George Mason Memorial, 900 Ohio Drive, in East Potomac Park, SW.
During my trip to Washington, D.C., I visited numerous statues/memorials including the George Mason Memorial. This memorial, located in East Potomac Park in Washington, D.C., honors George Mason, author of the Virginia Declaration of Rights, which inspired Thomas Jefferson while drafting the Declaration of Independence and especially the Bill of Rights. George Mason wrote the 1776 Virginia Declaration of Rights and later attended the Constitutional Convention in 1787. Mason persuaded our forefathers to include individual rights as a part of the Bill of Rights. He was sometimes known as "The Reluctant Statesman," which was also the title of a biography written about him by Robert A. Rutland.
Dedicated on April 9, 2002, the memorial consists of a bronze statue of Mason, set back in a landscaped grove of trees and flower beds, arranged around a circular pool and fountain. The sculpture is "very intimate, inviting." Mason appears in 18th-century garb, from buckled shoes to tricorn hat, seated on a marble bench with his legs crossed, but leaning backward on one arm and gazing off in the general direction of the Washington Monument. Two stone slabs are inscribed with some of Mason's words, i.e., referring to Mason's rejection of slavery, "that slow Poison, which is daily contaminating the Minds & Morals of our People."

■ RECORDS SUPPLIED
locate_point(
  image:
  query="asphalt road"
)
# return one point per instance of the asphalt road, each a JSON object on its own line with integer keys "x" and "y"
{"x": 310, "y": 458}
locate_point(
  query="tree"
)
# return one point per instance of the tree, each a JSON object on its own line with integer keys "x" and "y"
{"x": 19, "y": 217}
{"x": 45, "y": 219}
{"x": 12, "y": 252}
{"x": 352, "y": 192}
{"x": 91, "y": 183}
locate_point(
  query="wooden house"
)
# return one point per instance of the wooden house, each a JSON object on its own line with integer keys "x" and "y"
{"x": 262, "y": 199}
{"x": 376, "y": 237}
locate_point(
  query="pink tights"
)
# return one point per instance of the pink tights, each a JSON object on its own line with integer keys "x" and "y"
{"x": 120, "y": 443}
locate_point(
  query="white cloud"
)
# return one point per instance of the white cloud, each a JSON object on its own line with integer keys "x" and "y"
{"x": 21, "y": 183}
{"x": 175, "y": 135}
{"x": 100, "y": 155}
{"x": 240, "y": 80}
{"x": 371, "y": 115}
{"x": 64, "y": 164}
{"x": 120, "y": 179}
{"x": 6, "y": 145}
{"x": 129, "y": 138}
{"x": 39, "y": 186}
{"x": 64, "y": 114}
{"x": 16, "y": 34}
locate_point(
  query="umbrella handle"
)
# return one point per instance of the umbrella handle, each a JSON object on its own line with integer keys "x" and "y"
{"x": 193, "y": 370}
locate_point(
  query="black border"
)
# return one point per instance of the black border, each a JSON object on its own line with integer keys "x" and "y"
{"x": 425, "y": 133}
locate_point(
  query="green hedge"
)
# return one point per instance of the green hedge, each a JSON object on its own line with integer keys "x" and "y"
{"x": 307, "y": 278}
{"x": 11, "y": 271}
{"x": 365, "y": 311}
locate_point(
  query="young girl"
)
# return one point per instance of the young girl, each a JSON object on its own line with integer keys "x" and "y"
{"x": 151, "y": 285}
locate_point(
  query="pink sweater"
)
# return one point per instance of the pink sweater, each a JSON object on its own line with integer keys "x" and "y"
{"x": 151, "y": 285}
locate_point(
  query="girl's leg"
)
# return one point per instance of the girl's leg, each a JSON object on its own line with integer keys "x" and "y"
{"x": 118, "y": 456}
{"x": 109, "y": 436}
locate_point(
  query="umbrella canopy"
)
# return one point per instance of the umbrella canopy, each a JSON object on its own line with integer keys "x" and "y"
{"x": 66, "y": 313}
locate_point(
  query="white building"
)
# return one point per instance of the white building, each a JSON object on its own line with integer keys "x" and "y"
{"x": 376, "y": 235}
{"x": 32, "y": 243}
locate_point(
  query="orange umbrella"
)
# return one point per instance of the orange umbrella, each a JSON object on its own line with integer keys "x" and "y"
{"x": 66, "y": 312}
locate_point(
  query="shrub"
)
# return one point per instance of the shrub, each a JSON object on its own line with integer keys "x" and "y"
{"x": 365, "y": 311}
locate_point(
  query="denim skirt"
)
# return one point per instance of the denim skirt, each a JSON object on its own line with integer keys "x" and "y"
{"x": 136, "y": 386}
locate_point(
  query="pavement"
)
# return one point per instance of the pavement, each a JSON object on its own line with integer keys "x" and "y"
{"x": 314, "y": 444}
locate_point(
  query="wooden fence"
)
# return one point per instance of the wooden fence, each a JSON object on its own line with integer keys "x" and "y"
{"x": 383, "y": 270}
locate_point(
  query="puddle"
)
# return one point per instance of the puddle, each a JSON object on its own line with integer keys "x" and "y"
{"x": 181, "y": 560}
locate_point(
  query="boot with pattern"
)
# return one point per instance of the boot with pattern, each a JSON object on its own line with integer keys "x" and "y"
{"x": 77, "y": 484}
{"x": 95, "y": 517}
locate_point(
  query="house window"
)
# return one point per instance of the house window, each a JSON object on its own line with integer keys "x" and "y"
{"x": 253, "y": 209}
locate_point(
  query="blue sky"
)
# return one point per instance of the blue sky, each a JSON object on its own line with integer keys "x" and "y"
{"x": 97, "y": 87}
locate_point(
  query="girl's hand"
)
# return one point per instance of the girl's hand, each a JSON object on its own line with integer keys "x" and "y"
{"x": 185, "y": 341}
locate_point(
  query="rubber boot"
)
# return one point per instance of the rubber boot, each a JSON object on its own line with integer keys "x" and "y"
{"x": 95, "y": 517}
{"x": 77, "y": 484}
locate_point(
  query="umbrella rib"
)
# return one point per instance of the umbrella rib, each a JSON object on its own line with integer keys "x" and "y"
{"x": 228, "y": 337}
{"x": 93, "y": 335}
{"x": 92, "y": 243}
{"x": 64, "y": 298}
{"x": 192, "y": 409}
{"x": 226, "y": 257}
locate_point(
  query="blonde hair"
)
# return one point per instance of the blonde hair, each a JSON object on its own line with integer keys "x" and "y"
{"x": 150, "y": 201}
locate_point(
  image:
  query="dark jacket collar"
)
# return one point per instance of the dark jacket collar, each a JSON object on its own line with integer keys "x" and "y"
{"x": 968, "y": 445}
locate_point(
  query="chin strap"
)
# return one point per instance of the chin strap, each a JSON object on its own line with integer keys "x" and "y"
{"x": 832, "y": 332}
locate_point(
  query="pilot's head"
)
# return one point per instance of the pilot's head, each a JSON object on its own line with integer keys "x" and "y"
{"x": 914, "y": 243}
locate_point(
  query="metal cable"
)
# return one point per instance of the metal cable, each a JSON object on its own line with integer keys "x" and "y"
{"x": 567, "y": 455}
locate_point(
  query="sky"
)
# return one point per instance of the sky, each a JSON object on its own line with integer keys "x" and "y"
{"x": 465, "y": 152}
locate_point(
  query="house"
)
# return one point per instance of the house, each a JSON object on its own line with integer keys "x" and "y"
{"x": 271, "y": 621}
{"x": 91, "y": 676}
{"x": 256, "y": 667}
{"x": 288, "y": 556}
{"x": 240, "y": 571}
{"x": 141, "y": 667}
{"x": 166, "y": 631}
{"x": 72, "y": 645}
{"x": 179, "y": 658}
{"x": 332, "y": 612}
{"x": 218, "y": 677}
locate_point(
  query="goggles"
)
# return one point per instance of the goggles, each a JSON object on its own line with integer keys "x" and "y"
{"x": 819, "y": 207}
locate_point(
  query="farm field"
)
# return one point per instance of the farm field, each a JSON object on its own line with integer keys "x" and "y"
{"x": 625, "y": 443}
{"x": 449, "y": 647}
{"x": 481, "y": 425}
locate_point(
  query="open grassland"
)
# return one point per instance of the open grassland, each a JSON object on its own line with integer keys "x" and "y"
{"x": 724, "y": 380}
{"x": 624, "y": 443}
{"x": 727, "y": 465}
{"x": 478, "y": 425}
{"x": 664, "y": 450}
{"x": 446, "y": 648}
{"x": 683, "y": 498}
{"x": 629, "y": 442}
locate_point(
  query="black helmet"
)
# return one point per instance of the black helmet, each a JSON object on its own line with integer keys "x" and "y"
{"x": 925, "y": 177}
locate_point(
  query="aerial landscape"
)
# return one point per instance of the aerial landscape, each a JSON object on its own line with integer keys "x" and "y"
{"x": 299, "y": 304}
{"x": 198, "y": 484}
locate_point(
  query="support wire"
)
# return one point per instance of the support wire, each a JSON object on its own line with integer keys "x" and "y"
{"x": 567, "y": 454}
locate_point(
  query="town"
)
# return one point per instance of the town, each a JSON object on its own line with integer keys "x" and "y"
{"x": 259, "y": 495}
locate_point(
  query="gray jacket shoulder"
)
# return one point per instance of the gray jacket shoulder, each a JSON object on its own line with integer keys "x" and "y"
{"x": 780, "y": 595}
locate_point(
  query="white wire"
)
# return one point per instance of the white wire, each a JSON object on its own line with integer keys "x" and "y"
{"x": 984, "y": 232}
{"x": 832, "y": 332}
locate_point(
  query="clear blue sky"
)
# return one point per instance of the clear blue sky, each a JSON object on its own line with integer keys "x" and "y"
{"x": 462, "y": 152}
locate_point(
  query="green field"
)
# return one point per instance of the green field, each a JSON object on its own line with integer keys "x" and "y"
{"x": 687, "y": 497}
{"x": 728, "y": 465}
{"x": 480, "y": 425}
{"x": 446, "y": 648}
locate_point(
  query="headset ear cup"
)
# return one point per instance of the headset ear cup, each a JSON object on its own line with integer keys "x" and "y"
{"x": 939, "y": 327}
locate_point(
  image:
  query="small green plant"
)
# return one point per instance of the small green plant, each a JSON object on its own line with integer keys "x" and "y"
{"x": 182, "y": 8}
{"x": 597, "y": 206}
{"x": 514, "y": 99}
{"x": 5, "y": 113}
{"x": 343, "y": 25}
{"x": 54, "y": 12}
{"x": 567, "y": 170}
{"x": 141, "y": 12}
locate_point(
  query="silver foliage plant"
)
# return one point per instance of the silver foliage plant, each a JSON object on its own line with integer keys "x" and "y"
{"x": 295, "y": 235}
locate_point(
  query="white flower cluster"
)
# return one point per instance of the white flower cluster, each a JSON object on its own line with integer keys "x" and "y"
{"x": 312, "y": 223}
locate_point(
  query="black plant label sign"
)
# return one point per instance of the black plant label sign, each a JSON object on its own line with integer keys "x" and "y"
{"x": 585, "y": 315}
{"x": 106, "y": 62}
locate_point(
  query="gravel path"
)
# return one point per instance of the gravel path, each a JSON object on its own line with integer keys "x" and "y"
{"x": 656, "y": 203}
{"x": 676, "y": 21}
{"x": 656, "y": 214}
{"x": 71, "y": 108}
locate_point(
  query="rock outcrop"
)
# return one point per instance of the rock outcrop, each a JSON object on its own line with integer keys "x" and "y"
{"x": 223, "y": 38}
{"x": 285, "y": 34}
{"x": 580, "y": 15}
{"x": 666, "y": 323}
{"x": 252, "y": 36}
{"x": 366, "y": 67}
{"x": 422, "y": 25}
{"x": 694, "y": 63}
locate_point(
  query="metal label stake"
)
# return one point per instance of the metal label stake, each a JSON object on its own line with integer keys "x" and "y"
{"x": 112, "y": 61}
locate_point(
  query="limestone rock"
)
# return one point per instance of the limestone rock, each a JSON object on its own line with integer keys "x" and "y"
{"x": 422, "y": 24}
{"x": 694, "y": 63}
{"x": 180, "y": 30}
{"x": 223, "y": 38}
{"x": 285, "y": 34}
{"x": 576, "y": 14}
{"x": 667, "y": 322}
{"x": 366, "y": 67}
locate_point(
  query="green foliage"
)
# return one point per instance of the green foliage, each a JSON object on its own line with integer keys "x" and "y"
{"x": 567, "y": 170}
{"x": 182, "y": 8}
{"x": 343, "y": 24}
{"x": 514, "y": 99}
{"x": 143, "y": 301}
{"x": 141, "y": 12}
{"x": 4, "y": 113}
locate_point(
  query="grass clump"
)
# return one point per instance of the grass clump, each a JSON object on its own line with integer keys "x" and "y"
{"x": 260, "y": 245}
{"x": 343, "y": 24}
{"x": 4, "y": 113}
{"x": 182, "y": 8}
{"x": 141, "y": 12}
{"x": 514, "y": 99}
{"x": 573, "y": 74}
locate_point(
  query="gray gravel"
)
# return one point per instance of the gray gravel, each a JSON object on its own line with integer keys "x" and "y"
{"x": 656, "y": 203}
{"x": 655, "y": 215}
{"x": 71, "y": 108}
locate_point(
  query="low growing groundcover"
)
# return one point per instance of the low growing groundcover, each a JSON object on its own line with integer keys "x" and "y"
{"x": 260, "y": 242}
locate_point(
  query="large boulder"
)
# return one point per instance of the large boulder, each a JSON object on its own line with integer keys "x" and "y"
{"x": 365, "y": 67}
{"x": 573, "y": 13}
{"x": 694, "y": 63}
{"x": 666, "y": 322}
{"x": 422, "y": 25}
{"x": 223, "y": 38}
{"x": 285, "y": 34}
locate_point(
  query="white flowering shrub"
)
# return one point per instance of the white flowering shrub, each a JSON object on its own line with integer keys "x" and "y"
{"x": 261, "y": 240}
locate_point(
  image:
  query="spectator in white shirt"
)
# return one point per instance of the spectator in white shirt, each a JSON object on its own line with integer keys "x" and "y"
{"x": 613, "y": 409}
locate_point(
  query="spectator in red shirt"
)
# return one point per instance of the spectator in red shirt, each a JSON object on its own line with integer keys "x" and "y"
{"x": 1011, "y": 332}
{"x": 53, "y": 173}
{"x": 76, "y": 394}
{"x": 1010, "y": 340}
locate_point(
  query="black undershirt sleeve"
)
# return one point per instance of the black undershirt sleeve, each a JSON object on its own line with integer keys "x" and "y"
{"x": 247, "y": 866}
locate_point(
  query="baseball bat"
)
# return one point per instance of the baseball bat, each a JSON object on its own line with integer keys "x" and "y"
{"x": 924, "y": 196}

■ TASK PROMPT
Answer from the text on the George Mason Memorial, one line each:
(a) What street address does it give for the memorial?
(b) Who wrote the biography titled "The Reluctant Statesman"?
(c) On what date was the memorial dedicated?

■ THE SOLUTION
(a) 900 Ohio Drive, in East Potomac Park, SW.
(b) Robert A. Rutland.
(c) April 9, 2002.